__Exercise objective__
Return all of the data exactly as given.

:::::

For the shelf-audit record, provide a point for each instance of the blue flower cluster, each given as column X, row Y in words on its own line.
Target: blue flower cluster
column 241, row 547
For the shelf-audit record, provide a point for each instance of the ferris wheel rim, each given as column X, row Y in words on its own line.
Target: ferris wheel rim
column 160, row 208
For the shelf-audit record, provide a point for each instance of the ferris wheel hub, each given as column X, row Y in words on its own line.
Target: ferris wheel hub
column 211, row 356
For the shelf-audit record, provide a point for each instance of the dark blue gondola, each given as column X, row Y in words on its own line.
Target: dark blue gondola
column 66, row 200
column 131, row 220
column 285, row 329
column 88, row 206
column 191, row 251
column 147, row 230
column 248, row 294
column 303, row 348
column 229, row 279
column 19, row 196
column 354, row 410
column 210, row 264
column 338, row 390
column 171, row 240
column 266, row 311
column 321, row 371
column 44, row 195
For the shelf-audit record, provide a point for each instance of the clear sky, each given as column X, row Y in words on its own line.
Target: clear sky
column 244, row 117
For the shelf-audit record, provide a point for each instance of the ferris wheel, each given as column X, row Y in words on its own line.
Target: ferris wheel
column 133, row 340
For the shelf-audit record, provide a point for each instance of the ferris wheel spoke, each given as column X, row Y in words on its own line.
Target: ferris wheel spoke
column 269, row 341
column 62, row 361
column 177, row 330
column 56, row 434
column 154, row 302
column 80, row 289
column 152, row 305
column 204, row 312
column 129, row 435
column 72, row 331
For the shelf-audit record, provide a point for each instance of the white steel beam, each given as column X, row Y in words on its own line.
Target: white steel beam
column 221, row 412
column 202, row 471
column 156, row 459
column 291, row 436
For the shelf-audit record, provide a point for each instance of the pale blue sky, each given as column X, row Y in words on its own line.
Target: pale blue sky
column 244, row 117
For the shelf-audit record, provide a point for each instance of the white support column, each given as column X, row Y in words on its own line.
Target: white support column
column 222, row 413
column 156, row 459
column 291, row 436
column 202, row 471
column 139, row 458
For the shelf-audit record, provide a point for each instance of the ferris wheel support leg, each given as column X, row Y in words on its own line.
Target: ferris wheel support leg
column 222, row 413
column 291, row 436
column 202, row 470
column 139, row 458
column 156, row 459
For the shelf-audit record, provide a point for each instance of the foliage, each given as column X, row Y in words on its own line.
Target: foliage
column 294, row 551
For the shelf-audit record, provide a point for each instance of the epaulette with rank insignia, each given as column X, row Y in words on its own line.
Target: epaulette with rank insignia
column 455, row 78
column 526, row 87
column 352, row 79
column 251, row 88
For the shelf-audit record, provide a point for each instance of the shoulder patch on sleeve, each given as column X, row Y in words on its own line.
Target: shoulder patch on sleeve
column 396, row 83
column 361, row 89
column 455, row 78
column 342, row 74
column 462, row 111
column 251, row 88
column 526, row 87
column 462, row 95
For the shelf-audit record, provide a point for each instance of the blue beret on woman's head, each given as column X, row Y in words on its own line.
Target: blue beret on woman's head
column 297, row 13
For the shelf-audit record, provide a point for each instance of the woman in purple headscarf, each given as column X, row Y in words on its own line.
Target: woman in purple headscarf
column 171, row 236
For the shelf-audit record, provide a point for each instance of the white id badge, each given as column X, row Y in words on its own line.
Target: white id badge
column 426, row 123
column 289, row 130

:::::

__Task response__
For the shelf-audit record, provide a point for each instance of the blue flower cluster, each given as column X, row Y in words on its own line.
Target: blue flower cluster
column 241, row 547
For the shelf-audit record, provide a point for each instance of the ferris wheel rim, each given as column X, row Y in words on its own line.
Target: ferris wheel rim
column 160, row 208
For the shelf-audit record, provide a point for each instance of the ferris wheel hub, each given as column X, row Y in words on its own line.
Target: ferris wheel hub
column 211, row 356
For the shelf-audit record, provide a point for each instance of the dark blue gondola, each given as column X, row Y in words on its own line.
Target: dark blue gondola
column 66, row 200
column 131, row 220
column 285, row 329
column 88, row 206
column 191, row 251
column 147, row 230
column 248, row 294
column 303, row 348
column 229, row 279
column 19, row 196
column 354, row 410
column 210, row 264
column 338, row 390
column 171, row 240
column 266, row 311
column 321, row 371
column 44, row 195
For the shelf-audit record, provide a point for each instance of the clear sky, each given as column X, row Y in words on its own line.
Target: clear sky
column 244, row 117
For the shelf-audit record, provide a point for each instance of the ferris wheel, each given as column X, row Y in words on its own line.
Target: ferris wheel
column 133, row 340
For the shelf-audit record, provide a point for each instance of the ferris wheel spoke, each given as column X, row Y in words on its own line.
Target: ferris wheel spoke
column 269, row 341
column 62, row 361
column 177, row 330
column 56, row 434
column 154, row 302
column 80, row 289
column 152, row 305
column 204, row 312
column 129, row 435
column 72, row 331
For the shelf-audit record, provide a point for each instance of the white steel beam, each given as column X, row Y in words on its own line.
Target: white steel beam
column 221, row 412
column 202, row 471
column 156, row 459
column 291, row 436
For the shelf-audit record, provide a point for each instance of the pale blue sky, each given as column X, row Y in words on its own line.
Target: pale blue sky
column 244, row 117
For the shelf-audit record, provide a point for each instance of the white support column, each given as column X, row Y in words on its own line.
Target: white support column
column 222, row 413
column 156, row 459
column 291, row 436
column 202, row 471
column 139, row 458
For the shelf-audit record, provide a point for each instance of the ferris wheel support leg, each given as column X, row Y in words on its own line.
Target: ferris wheel support leg
column 222, row 413
column 291, row 436
column 202, row 470
column 139, row 458
column 156, row 459
For the shelf-audit record, provide a point for each instance of the foliage, each given as column X, row Y in words on its own line.
Target: foliage
column 294, row 551
For the shelf-audit record, provide a point for each instance of the epaulette with rank insignia, each given as column X, row Y in words on its own line.
Target: epaulette with rank insignia
column 455, row 78
column 526, row 87
column 352, row 79
column 251, row 88
For the shelf-audit record, provide a point for each instance of the shoulder patch on sleeve, each given as column X, row Y in words on its own line.
Target: shoulder patch on sleeve
column 396, row 83
column 361, row 89
column 455, row 78
column 342, row 74
column 462, row 111
column 251, row 88
column 526, row 87
column 462, row 95
For the shelf-audit record, provide a point for each instance of the blue beret on woman's head, each given as column X, row Y in words on its own line.
Target: blue beret on woman's head
column 297, row 13
For the shelf-audit record, provide a point for each instance of the woman in purple headscarf, each given as column X, row Y in words on its own line.
Target: woman in purple headscarf
column 171, row 236
For the shelf-audit record, provide a point for each instance of the white id badge, each given as column X, row Y in words on its own line.
Target: white id badge
column 426, row 123
column 289, row 130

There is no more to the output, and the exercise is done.